__EXERCISE BRIEF__
Give back the records in full, with every line exactly as it was.

__GIVEN DATA__
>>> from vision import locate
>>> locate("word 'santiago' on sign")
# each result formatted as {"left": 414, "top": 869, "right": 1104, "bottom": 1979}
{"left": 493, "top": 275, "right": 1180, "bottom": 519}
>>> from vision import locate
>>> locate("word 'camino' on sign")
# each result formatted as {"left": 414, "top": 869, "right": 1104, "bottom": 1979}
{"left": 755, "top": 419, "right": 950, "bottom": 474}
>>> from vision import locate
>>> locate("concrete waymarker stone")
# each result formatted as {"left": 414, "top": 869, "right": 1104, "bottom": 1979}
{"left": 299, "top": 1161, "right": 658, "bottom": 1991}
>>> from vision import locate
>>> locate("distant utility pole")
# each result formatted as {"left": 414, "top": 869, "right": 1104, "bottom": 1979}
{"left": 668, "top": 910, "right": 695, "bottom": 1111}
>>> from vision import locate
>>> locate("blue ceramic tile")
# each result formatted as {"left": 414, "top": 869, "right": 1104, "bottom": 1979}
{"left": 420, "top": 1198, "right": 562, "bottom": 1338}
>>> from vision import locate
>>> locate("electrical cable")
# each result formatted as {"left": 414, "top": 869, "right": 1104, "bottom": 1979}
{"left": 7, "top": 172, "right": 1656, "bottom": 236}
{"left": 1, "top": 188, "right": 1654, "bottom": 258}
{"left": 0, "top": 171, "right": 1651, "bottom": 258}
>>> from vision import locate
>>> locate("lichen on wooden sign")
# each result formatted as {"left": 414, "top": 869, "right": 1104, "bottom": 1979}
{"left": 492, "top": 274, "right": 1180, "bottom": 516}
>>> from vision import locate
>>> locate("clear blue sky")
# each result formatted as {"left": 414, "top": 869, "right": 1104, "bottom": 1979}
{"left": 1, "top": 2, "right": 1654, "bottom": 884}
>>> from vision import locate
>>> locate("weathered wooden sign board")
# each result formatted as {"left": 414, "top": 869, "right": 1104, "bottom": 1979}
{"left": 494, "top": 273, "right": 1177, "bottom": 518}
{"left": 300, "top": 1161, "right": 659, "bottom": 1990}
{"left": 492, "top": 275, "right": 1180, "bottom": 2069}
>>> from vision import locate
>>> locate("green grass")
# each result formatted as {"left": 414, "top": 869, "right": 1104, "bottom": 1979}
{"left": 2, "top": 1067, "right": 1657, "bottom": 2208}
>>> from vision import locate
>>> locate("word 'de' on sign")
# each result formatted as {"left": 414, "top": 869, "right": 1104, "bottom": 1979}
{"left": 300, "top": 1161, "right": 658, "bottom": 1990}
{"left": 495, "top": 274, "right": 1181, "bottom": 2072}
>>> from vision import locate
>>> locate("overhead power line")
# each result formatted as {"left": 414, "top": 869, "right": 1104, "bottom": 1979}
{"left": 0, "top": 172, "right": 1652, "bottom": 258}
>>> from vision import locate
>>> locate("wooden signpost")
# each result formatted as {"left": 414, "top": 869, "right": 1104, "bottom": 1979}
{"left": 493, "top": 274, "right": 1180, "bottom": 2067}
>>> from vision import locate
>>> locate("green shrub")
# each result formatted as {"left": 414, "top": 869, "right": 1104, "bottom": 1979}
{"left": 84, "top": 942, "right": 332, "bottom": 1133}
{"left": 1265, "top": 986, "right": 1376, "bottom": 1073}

__EXERCISE RESULT__
>>> from vision import locate
>>> locate("word 'santiago' on sign")
# each result formatted as {"left": 414, "top": 869, "right": 1104, "bottom": 1979}
{"left": 493, "top": 275, "right": 1180, "bottom": 519}
>>> from vision import locate
>>> locate("word 'camino' on sign")
# each result formatted as {"left": 414, "top": 869, "right": 1104, "bottom": 1979}
{"left": 755, "top": 419, "right": 950, "bottom": 474}
>>> from vision import locate
>>> locate("concrete waymarker stone")
# each result formatted as {"left": 414, "top": 869, "right": 1104, "bottom": 1979}
{"left": 299, "top": 1161, "right": 658, "bottom": 1991}
>>> from vision import locate
>>> locate("distant utility pole")
# each result formatted as {"left": 414, "top": 869, "right": 1104, "bottom": 1979}
{"left": 668, "top": 910, "right": 695, "bottom": 1111}
>>> from vision import locate
>>> locate("blue ceramic tile")
# each result formatted as {"left": 414, "top": 869, "right": 1104, "bottom": 1979}
{"left": 420, "top": 1198, "right": 562, "bottom": 1338}
>>> from vision import locate
>>> locate("electrical cable")
# each result formatted as {"left": 414, "top": 869, "right": 1104, "bottom": 1979}
{"left": 7, "top": 172, "right": 1656, "bottom": 236}
{"left": 1, "top": 188, "right": 1654, "bottom": 258}
{"left": 0, "top": 171, "right": 1651, "bottom": 258}
>>> from vision import locate
>>> locate("lichen on wooden sign")
# each result formatted as {"left": 414, "top": 869, "right": 1104, "bottom": 1979}
{"left": 492, "top": 274, "right": 1180, "bottom": 516}
>>> from vision import locate
>>> locate("clear blue sky")
# each result formatted as {"left": 414, "top": 869, "right": 1104, "bottom": 1979}
{"left": 1, "top": 2, "right": 1654, "bottom": 884}
>>> from vision import locate
>>> locate("weathered wooden sign board")
# each result formatted as {"left": 414, "top": 869, "right": 1104, "bottom": 1979}
{"left": 494, "top": 273, "right": 1177, "bottom": 518}
{"left": 300, "top": 1161, "right": 659, "bottom": 1990}
{"left": 492, "top": 275, "right": 1180, "bottom": 2069}
>>> from vision import locate
>>> locate("green grass")
# each result formatted as {"left": 414, "top": 869, "right": 1104, "bottom": 1979}
{"left": 2, "top": 1067, "right": 1657, "bottom": 2208}
>>> from vision import locate
>>> locate("word 'de' on sign")
# each result formatted as {"left": 414, "top": 869, "right": 1104, "bottom": 1979}
{"left": 300, "top": 1161, "right": 658, "bottom": 1990}
{"left": 495, "top": 274, "right": 1181, "bottom": 2072}
>>> from vision import locate
>>> locate("overhead power line")
# each result formatted as {"left": 414, "top": 869, "right": 1104, "bottom": 1979}
{"left": 0, "top": 172, "right": 1652, "bottom": 258}
>>> from vision import locate
>>> locate("wooden signpost")
# each result formatted as {"left": 414, "top": 869, "right": 1104, "bottom": 1979}
{"left": 493, "top": 274, "right": 1180, "bottom": 2067}
>>> from vision import locate
>>> locate("green shrub")
# each result formatted as {"left": 414, "top": 869, "right": 1104, "bottom": 1979}
{"left": 84, "top": 942, "right": 332, "bottom": 1133}
{"left": 1265, "top": 986, "right": 1376, "bottom": 1073}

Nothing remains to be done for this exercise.